## Material for the task
* begin *
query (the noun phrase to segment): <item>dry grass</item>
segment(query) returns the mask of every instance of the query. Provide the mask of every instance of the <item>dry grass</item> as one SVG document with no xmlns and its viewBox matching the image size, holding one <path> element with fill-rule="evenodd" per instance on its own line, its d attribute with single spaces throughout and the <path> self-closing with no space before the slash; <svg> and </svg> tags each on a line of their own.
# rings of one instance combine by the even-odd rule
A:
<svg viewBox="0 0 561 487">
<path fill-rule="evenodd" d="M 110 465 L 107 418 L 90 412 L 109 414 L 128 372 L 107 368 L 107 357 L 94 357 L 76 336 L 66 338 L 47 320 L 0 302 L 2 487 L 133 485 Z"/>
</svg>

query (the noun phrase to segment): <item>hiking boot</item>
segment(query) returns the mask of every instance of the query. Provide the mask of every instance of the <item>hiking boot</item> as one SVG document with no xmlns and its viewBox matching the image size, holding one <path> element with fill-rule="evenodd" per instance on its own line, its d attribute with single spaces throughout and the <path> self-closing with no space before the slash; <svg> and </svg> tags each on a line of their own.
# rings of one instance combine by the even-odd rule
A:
* end *
## Instruction
Will you reproduce all of the rows above verbatim, without changing anything?

## Final answer
query (the noun phrase to segment): <item>dry grass</item>
segment(query) returns the mask of every instance of the query. Provide the mask of every instance of the <item>dry grass</item> as one SVG document with no xmlns and its viewBox matching the image size, holding one <path> element with fill-rule="evenodd" per instance on its own line, its d attribute with single spaces throughout and the <path> self-closing with no space before the slash; <svg> and </svg> tags each on a line of their own.
# rings of one instance combine by the even-odd rule
A:
<svg viewBox="0 0 561 487">
<path fill-rule="evenodd" d="M 110 465 L 107 418 L 90 412 L 109 414 L 128 372 L 107 368 L 107 357 L 94 357 L 76 336 L 66 338 L 47 320 L 0 302 L 2 487 L 133 485 Z"/>
</svg>

query (the noun phrase to segment): <item>hiking boot</item>
segment(query) returns the mask of every instance of the query. Provide the mask of every instance of the <item>hiking boot</item> as one SVG document with no xmlns and its viewBox matching the image size, holding one <path> element with fill-rule="evenodd" per instance on its own line, its d attribute with single spaces throughout and the <path> self-closing with no space before the slash; <svg> and </svg> tags each on a line of their own.
# rings of one instance combine by the even-odd rule
A:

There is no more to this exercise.